**Exercise brief**
Transcribe each line of the material as it is, and drop any picture.

Recorded data
begin
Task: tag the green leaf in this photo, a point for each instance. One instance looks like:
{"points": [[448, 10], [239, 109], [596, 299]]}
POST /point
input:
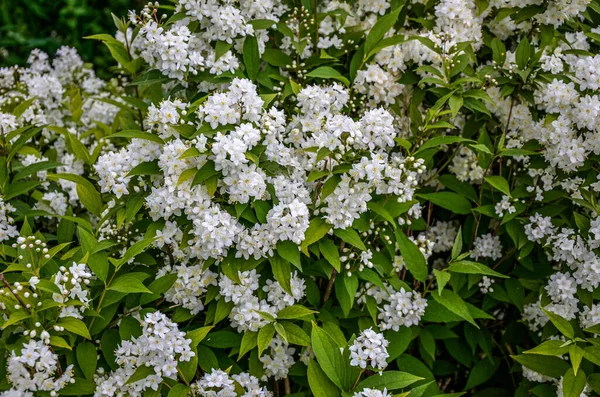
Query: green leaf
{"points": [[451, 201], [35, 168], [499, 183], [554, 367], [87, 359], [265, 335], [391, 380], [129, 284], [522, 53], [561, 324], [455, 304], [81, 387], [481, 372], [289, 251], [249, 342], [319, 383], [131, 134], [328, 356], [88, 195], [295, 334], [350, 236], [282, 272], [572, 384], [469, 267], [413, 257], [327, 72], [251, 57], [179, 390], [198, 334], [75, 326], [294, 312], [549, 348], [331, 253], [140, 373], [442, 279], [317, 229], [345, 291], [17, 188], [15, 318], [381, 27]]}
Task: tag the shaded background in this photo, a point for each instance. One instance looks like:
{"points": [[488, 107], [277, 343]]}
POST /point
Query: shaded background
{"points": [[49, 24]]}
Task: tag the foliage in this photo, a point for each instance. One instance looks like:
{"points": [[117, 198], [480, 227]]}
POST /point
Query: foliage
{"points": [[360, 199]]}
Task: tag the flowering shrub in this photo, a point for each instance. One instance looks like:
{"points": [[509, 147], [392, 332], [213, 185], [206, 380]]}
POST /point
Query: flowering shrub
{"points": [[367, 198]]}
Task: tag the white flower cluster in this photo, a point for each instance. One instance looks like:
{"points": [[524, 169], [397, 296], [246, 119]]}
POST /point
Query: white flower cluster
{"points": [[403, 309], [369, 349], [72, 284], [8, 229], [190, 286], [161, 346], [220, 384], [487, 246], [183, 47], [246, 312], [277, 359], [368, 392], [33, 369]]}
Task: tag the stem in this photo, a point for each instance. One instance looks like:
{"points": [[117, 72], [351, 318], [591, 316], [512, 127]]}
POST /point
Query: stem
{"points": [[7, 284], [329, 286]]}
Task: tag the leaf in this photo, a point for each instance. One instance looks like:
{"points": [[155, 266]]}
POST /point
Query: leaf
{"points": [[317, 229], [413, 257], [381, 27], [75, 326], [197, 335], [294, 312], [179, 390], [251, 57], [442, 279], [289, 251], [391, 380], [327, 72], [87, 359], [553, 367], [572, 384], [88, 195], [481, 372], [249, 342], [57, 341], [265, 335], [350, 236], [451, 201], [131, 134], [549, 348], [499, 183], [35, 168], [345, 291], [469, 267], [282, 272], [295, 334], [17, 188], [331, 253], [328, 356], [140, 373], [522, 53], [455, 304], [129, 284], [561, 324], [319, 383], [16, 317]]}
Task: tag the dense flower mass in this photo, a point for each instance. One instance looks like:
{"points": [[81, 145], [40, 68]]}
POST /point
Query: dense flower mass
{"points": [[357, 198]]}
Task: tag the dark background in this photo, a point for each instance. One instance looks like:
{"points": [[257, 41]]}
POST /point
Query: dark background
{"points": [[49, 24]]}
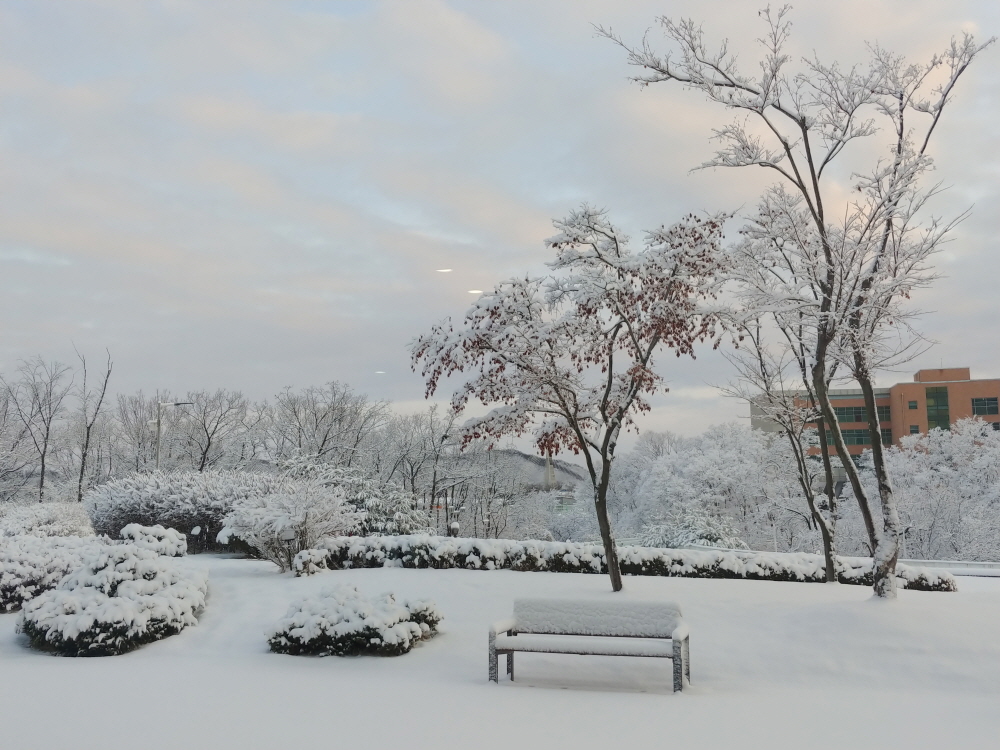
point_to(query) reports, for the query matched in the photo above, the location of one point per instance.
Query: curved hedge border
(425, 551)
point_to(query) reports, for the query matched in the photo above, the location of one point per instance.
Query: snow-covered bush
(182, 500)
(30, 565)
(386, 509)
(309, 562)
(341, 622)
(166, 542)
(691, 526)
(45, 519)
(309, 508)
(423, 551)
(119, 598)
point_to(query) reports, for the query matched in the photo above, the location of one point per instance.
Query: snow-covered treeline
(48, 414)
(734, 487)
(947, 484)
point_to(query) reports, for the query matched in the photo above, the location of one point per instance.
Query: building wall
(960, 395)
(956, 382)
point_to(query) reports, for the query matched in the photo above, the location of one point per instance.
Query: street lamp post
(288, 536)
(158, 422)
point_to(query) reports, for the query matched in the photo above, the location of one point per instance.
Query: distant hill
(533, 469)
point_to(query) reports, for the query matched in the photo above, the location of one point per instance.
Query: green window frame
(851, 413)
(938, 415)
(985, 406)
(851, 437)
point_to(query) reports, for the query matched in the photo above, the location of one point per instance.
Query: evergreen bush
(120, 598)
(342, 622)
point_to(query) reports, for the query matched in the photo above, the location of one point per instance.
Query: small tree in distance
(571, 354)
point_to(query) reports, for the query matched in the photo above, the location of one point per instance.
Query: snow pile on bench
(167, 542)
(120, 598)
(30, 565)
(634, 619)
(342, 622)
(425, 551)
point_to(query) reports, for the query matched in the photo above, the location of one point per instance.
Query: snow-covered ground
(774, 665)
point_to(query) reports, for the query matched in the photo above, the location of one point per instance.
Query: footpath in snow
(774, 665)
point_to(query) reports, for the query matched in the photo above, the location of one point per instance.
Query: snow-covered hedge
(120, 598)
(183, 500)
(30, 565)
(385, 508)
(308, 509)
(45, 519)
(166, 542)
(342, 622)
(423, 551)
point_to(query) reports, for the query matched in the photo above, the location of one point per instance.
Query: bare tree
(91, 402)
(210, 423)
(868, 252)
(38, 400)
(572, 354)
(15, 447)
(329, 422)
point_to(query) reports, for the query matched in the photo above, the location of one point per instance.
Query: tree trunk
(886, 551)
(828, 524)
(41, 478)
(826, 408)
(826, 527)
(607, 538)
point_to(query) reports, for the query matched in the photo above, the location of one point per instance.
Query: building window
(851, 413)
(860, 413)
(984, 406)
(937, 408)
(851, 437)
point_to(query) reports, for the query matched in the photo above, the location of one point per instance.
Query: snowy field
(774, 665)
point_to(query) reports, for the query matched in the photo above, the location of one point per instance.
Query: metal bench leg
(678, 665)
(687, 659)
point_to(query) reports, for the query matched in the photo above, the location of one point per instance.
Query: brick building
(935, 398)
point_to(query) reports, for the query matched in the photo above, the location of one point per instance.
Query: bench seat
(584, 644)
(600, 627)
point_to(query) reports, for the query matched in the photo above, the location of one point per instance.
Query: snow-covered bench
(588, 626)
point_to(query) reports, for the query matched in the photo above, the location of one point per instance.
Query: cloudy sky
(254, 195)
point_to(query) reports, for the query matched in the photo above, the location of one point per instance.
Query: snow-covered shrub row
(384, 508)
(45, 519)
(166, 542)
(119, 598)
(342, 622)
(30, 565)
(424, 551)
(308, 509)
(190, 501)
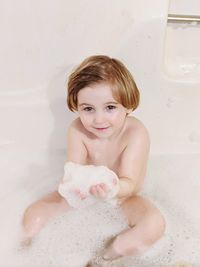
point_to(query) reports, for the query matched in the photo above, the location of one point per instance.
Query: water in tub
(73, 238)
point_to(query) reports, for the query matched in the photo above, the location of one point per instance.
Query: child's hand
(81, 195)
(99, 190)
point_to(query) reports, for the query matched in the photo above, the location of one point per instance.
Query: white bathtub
end
**Result for this task**
Task: tag the green leaf in this photo, a point for each instance. One instance looks like:
{"points": [[448, 10], [239, 109], [596, 299]]}
POST /point
input:
Query: green leaf
{"points": [[451, 201], [35, 168], [499, 183], [554, 367], [87, 359], [265, 335], [391, 380], [129, 284], [522, 53], [561, 324], [455, 304], [81, 387], [481, 372], [289, 251], [249, 342], [319, 383], [131, 134], [328, 356], [88, 195], [295, 334], [350, 236], [282, 272], [572, 384], [469, 267], [413, 257], [327, 72], [251, 57], [179, 390], [198, 334], [75, 326], [294, 312], [549, 348], [331, 253], [140, 373], [442, 279], [317, 229], [345, 291], [17, 188], [15, 318], [381, 27]]}
Task: tag the shaded background in this photo, a point for each instance. One instance looks like:
{"points": [[488, 107], [277, 343]]}
POST /point
Query: shaded background
{"points": [[49, 24]]}
Task: tag the foliage in this photo, a point for each instance. One instance looks like:
{"points": [[117, 198], [480, 227]]}
POST /point
Query: foliage
{"points": [[360, 199]]}
Task: tag the flowering shrub in this photo, a point for each instance. One instance looks like:
{"points": [[509, 147], [392, 332], [213, 185], [206, 380]]}
POST /point
Query: flowering shrub
{"points": [[367, 198]]}
Task: tag the white flower cluster in this photo, a point for each instance. One instance looks like:
{"points": [[524, 169], [397, 296], [246, 119]]}
POST /point
Query: white flower cluster
{"points": [[403, 309], [369, 349], [72, 284], [8, 229], [190, 286], [161, 346], [220, 384], [487, 246], [183, 47], [246, 312], [277, 359], [368, 392], [33, 369]]}
Task: tag the stem in this photo, a point for each instance. One instance looks like:
{"points": [[117, 72], [351, 318], [591, 316], [512, 127]]}
POST /point
Query: stem
{"points": [[7, 284], [329, 286]]}
Task: tag the leaf in this photo, a point for each instance. One instance looks like:
{"points": [[155, 266]]}
POST /point
Query: leaf
{"points": [[317, 229], [413, 257], [381, 27], [75, 326], [197, 335], [294, 312], [179, 390], [251, 57], [442, 279], [289, 251], [391, 380], [327, 72], [87, 359], [553, 367], [572, 384], [88, 195], [481, 372], [249, 342], [57, 341], [265, 335], [350, 236], [451, 201], [131, 134], [549, 348], [499, 183], [35, 168], [345, 291], [469, 267], [282, 272], [295, 334], [17, 188], [331, 253], [328, 356], [140, 373], [522, 53], [455, 304], [129, 284], [561, 324], [319, 383], [16, 317]]}
Task: tag the dense flower mass in this photo, a point for each instance. One instance looks like:
{"points": [[81, 145], [40, 68]]}
POST /point
Query: dense flower mass
{"points": [[357, 198]]}
Task: tag the dark background in this photo, a point for each instance. One instance looks like:
{"points": [[257, 41]]}
POST /point
Query: dark background
{"points": [[49, 24]]}
point_to(query) reports, for the query matched in the photo above, the location of one point per instance.
Query: curved hedge border
(425, 551)
point_to(query) reports, for the query matched in the photo above, the location of one point per instance.
Query: snow-covered bush
(182, 500)
(30, 565)
(386, 509)
(309, 562)
(341, 622)
(166, 542)
(691, 526)
(45, 519)
(309, 508)
(423, 551)
(119, 598)
point_to(query) reports, for the query matched in the photo above, the location of one point per instance.
Query: snow-covered treeline
(48, 414)
(734, 487)
(947, 484)
point_to(query) reports, for the query matched in the photo above, the location of one point per instance.
Query: building wall
(960, 395)
(956, 382)
point_to(query) reports, for the query matched in the photo above, the location of one point per instance.
Query: street lamp post
(288, 536)
(158, 422)
point_to(query) reports, for the query matched in the photo above, the location of one point per instance.
Query: distant hill
(533, 469)
point_to(query) reports, for the query matched in the photo above, the location of one point per instance.
Query: green window frame
(851, 413)
(938, 415)
(985, 406)
(851, 437)
point_to(query) reports, for the query matched in the photo above, the location of one point per instance.
Query: evergreen bush
(120, 598)
(342, 622)
point_to(query) reports, for the query matched in the photo above, the location of one point per instance.
Query: small tree in distance
(571, 354)
point_to(query) reports, for the query matched in the photo above, the location of one point per instance.
Query: snow pile on bench
(167, 542)
(120, 598)
(30, 565)
(634, 619)
(342, 622)
(425, 551)
point_to(query) reports, for the query matched in the photo above, the location of one point per instance.
Query: snow-covered ground
(774, 665)
point_to(query) reports, for the query matched in the photo above, the location of one point per instance.
Query: footpath in snow
(774, 665)
point_to(query) reports, for the query matched in the photo above, the location of one point per instance.
Query: snow-covered hedge
(120, 598)
(183, 500)
(30, 565)
(385, 508)
(308, 509)
(45, 519)
(166, 542)
(342, 622)
(423, 551)
point_to(query) reports, for the query matched in the photo above, the location of one point per instance.
Query: bare tree
(91, 402)
(210, 423)
(868, 252)
(38, 400)
(572, 354)
(15, 447)
(329, 422)
point_to(query) reports, for the query matched in the photo above, the location of one point per instance.
Query: tree trunk
(886, 551)
(828, 524)
(41, 478)
(826, 408)
(826, 527)
(607, 538)
point_to(query) reports, for the query matched in the photo above, the location of one point per instance.
Query: building window
(851, 413)
(860, 413)
(984, 406)
(937, 408)
(851, 437)
point_to(query) reports, for the query matched in the photo above, the location of one point per instance.
Query: snowy field
(774, 665)
point_to(query) reports, for the query matched in the photo above, the location of one point per instance.
Query: metal bench leg
(678, 665)
(687, 659)
point_to(query) reports, for the query matched in the photo above, the location of one point per instance.
Query: brick building
(935, 398)
point_to(query) reports, for the query matched in the photo above, the location of one point per instance.
Query: bench seat
(584, 644)
(600, 627)
point_to(query) reports, for the query matched in the photo above, the location of one point per instance.
Query: snow-covered bench
(588, 626)
point_to(query) reports, for the query matched in the photo above, the location of one point per instance.
Query: cloudy sky
(254, 195)
point_to(query) reports, for the query matched in the photo above, the location of one point per instance.
Query: snow-covered shrub row
(384, 508)
(45, 519)
(166, 542)
(119, 598)
(342, 622)
(30, 565)
(424, 551)
(308, 509)
(190, 501)
point_to(query) reports, for the query matched in the photo above, the location of one point per instance.
Query: water in tub
(73, 238)
point_to(query) reports, for the query matched in the photo above, the location of one point per instance.
Query: child's hand
(81, 195)
(99, 190)
point_to(query) reports, for the query matched in the photo above, the location of one point per instance.
Query: white bathtub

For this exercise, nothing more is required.